▸ Given passage:
########################################

Meyer-Eppler's student Karlheinz Stockhausen used ring modulation in 1956 for some sounds in Gesang der Jünglinge and his realization score for Telemusik (1966) also calls for it. Indeed, several entire compositions by Stockhausen are based around it, such as Mixtur (1964), one of the first compositions for orchestra and live electronics; Mikrophonie II (1965), where the sounds of choral voices are modulated with a Hammond organ; Mantra (1970), where the sounds from two pianos are routed through ring modulators; and Licht-Bilder (2002) from Sonntag aus Licht (2003), which ring-modulates flute and trumpet. Other Stockhausen pieces employing ring modulation include Kontakte (1960), Mikrophonie I (1964), Hymnen (1969), Prozession (1967), and Kurzwellen (1968).

A ring-modulator was the major component used in Louis and Bebe Barron's music for the film Forbidden Planet (1956). One of the best-known applications of the ring modulator may be its use by Brian Hodgson of the BBC Radiophonic Workshop to produce the distinctive voice of the Daleks in the television series Doctor Who, starting in 1963.

########################################

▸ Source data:
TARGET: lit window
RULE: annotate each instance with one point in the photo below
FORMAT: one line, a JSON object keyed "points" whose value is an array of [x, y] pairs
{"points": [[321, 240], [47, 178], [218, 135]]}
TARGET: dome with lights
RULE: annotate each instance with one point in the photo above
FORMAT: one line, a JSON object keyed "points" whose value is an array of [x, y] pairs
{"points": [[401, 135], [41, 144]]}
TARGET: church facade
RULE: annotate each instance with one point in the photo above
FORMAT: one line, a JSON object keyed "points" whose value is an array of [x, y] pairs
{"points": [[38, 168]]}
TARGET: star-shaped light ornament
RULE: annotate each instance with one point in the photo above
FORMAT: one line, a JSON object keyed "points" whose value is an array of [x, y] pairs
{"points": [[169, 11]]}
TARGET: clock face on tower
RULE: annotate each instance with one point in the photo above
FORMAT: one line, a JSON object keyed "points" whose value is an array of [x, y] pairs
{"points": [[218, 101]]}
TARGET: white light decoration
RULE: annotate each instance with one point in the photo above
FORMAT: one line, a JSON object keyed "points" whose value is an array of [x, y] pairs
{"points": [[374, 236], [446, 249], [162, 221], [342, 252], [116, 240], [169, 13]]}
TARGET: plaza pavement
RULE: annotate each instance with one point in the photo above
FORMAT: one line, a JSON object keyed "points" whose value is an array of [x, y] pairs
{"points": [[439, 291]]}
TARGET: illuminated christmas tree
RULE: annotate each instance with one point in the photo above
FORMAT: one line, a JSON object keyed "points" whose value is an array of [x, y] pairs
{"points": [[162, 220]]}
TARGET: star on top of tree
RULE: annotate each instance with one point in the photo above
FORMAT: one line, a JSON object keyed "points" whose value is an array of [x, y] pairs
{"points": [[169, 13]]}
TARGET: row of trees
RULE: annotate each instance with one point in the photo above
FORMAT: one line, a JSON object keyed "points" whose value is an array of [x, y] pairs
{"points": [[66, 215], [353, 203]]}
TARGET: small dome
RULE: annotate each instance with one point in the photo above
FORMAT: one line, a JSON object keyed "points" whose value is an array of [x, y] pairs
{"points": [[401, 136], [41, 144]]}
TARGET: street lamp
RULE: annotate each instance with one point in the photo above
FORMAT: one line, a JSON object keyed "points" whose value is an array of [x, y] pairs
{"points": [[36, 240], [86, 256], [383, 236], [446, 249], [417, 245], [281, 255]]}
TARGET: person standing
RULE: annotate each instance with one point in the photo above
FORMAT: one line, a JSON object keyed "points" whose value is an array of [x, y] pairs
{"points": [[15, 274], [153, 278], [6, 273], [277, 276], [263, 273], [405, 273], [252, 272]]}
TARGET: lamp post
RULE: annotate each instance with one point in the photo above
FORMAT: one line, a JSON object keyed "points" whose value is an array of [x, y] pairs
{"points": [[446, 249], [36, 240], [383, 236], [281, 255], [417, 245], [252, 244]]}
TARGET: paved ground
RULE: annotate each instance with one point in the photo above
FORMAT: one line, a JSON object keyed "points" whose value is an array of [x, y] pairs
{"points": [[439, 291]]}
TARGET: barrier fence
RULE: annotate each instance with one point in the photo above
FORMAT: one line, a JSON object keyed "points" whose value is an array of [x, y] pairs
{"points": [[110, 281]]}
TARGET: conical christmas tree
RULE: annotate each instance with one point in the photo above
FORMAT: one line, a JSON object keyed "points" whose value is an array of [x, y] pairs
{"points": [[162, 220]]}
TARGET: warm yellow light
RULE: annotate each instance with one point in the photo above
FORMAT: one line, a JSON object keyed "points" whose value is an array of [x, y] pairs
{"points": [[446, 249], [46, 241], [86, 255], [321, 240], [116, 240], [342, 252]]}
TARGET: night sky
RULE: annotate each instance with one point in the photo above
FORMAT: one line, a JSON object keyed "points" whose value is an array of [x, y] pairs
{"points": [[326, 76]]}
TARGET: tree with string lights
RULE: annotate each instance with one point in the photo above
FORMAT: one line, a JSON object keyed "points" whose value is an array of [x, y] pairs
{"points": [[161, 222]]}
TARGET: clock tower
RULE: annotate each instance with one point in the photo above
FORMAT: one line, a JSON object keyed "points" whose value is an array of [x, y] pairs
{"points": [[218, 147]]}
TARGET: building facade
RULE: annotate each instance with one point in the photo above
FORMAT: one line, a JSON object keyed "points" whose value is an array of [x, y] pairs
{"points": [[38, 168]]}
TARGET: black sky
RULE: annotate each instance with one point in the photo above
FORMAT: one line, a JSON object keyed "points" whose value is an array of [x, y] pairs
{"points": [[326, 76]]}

########################################

▸ What you should do:
In the passage on ring modulation in music, what did Brian Hodgson of the BBC Radiophonic Workshop use a ring modulator for?

▸ Solution for this exercise:
He used it to produce the distinctive voice of the Daleks in the television series Doctor Who, starting in 1963.